• The task: Turn the entries below, from the line containing "wheel. Write the coordinates, one line per instance." through the last line, into a numbered list with any blank lines omitted.
START
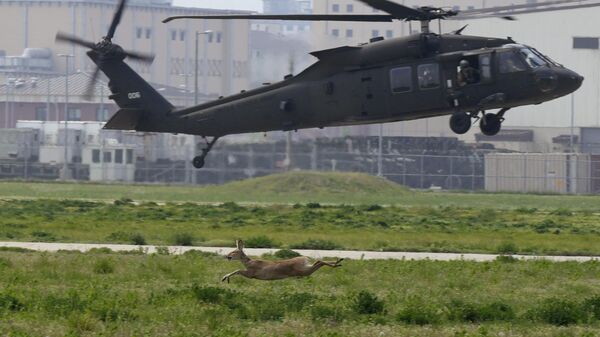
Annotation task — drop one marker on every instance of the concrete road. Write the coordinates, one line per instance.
(317, 254)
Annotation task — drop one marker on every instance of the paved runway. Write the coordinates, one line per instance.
(349, 254)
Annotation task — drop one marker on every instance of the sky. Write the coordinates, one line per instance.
(253, 5)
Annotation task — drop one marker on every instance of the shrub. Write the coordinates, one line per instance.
(373, 208)
(261, 241)
(496, 311)
(104, 266)
(592, 306)
(11, 303)
(367, 303)
(317, 244)
(417, 312)
(138, 239)
(123, 201)
(183, 239)
(286, 254)
(559, 312)
(507, 248)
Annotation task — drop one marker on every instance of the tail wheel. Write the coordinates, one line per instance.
(460, 122)
(490, 124)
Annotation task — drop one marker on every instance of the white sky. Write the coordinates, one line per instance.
(253, 5)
END
• Answer for this exercise:
1. Annotation task — drop one marker on every instance of the tail wheel. Write the coordinates, one line per instance.
2. (460, 122)
3. (490, 124)
4. Annotation task — drop one marker on every instance of the white sky. Write the coordinates, one line per instance.
5. (253, 5)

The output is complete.